Raw data:
---+---

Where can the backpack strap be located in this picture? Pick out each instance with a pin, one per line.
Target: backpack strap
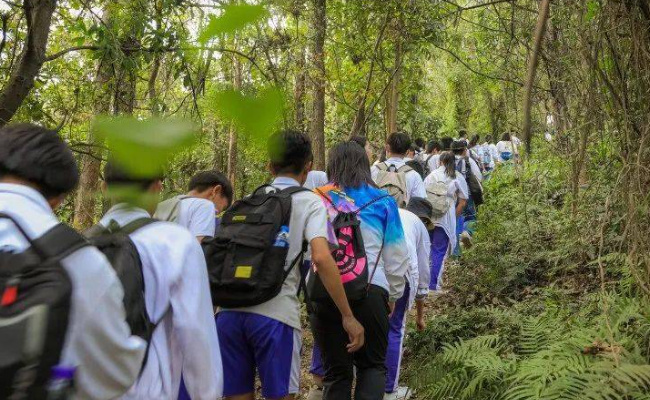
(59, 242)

---+---

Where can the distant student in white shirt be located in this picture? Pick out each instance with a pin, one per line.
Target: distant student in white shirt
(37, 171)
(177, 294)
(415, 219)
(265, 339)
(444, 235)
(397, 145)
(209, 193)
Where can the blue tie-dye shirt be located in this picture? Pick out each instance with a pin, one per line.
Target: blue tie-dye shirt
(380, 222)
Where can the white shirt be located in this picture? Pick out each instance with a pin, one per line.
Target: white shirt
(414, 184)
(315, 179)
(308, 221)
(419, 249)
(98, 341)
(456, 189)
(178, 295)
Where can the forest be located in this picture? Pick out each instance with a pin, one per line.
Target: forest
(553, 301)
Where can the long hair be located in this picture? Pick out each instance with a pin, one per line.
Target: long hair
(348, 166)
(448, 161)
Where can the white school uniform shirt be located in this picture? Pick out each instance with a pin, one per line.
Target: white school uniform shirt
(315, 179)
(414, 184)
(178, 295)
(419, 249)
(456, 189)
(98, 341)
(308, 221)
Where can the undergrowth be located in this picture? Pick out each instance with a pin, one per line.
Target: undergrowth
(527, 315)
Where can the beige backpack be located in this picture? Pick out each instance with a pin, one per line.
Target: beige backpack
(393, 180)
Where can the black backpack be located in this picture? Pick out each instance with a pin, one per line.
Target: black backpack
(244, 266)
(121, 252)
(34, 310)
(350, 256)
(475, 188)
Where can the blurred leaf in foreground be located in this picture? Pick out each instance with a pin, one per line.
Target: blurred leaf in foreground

---+---

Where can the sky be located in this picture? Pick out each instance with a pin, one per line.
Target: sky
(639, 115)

---+---

Required work: Quote the records verbatim, beginning at the line that contains "Where can the black" and stopping after the line that contains "Target: blurred leaf in foreground".

Written solution:
Where can the black backpack be located in this picture? Pick out each instance with a pin, one per line.
Target: black backpack
(244, 266)
(121, 252)
(34, 310)
(350, 256)
(475, 188)
Where can the blurred leaf in foreground be located in this picture? Pick out each instance with a pin, one per line.
Target: blurred leaf in foreground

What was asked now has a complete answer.